### Exercise prompt
The answer must consist of every line below that holds the word "building".
[[ Records provided open ]]
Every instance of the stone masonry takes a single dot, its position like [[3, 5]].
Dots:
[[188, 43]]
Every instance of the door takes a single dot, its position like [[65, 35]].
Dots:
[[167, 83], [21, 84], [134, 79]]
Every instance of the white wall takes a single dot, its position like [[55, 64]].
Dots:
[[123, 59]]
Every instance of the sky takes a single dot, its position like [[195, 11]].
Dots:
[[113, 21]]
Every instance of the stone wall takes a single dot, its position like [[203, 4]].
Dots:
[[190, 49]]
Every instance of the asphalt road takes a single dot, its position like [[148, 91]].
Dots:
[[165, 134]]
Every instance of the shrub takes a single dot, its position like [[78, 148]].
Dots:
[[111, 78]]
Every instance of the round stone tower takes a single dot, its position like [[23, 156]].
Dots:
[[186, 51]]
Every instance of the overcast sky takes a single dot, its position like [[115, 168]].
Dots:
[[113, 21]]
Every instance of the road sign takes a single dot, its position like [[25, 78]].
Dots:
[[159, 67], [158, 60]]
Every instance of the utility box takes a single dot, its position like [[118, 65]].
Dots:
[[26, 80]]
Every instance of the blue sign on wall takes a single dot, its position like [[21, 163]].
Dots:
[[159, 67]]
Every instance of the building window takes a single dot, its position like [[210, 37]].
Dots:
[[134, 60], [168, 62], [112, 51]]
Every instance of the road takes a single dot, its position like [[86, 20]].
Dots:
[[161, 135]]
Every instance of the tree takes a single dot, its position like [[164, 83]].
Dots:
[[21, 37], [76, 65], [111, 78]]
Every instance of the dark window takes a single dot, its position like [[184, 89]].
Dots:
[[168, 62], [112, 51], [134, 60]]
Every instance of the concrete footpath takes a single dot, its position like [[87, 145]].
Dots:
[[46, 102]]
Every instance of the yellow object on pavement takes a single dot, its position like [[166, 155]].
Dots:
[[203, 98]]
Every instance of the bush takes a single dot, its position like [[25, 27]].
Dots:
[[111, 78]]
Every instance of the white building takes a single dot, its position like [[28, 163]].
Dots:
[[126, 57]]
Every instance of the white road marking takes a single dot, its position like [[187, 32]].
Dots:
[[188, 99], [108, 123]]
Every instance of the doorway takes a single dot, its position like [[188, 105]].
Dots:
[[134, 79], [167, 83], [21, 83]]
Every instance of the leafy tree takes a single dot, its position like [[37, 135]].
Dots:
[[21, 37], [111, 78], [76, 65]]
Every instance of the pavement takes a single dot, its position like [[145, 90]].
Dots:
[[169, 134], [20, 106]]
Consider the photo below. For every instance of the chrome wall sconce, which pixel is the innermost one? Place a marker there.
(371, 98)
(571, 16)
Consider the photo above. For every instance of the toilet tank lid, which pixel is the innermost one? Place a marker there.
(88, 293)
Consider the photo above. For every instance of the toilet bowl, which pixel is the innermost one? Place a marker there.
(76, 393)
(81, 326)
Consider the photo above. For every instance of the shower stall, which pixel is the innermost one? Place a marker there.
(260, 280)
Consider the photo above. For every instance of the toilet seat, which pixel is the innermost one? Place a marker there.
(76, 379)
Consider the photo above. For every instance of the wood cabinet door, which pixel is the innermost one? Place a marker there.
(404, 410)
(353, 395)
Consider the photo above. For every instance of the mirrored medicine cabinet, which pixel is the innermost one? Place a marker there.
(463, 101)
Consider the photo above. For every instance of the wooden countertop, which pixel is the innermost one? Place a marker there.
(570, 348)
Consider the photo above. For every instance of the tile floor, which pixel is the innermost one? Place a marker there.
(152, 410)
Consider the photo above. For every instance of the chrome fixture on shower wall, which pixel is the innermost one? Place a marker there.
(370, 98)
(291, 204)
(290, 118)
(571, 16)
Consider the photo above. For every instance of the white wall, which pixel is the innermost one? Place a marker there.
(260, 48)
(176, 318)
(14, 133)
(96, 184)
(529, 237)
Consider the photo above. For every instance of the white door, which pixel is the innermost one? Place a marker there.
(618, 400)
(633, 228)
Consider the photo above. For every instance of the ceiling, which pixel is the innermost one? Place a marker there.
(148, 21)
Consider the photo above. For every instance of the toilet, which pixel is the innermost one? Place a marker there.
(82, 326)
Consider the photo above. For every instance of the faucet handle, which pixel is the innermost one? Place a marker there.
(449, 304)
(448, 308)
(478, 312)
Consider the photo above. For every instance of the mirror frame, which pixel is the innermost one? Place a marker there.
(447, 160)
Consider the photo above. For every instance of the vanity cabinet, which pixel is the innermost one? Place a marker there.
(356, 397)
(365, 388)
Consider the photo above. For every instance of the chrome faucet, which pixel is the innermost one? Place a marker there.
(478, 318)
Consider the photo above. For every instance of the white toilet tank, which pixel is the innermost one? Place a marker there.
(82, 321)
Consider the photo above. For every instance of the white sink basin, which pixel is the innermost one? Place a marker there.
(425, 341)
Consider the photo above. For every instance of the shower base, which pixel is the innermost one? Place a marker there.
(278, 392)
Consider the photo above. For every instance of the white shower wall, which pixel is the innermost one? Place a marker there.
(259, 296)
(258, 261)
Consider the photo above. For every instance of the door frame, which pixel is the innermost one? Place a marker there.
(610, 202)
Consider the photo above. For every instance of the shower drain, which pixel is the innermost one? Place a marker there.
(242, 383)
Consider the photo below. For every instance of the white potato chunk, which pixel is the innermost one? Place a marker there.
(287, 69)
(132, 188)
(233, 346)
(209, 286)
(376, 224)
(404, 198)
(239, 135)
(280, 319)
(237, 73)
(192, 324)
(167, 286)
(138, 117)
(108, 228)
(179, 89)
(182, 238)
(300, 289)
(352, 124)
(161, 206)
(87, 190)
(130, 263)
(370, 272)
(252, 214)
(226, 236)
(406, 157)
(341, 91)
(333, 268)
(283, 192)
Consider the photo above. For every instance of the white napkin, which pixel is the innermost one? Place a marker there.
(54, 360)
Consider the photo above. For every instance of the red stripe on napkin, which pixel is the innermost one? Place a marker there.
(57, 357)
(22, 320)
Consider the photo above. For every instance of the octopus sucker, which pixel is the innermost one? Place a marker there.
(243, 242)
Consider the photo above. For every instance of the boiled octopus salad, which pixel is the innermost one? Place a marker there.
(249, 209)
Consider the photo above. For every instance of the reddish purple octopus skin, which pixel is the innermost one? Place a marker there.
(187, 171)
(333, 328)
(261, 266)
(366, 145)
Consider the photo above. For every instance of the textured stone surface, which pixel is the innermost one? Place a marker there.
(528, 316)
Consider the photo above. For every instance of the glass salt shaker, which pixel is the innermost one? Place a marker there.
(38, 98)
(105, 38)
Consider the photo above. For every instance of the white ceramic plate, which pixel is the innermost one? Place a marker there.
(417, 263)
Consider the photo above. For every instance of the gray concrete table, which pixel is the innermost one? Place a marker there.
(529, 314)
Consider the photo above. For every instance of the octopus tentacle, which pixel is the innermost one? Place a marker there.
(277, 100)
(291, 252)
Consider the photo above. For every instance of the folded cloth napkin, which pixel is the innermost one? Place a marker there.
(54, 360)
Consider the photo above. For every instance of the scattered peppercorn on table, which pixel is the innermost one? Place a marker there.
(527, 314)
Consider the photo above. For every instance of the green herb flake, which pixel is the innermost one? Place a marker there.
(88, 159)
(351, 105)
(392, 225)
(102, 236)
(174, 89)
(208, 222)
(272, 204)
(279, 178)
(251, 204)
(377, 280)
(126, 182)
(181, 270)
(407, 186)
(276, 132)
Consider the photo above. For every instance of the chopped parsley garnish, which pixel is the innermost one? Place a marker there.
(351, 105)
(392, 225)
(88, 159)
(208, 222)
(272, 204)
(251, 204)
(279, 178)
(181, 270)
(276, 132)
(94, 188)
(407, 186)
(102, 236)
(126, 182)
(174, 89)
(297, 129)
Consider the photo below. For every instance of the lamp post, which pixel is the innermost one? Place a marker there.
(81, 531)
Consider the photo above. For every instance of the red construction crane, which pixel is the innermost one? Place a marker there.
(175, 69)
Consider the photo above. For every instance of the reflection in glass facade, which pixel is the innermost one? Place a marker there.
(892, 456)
[[ Records provided closed ]]
### Answer section
Every instance of the building window takes a single dot, its position like [[210, 37]].
Every instance of the white building takes a single dot, its position like [[28, 163]].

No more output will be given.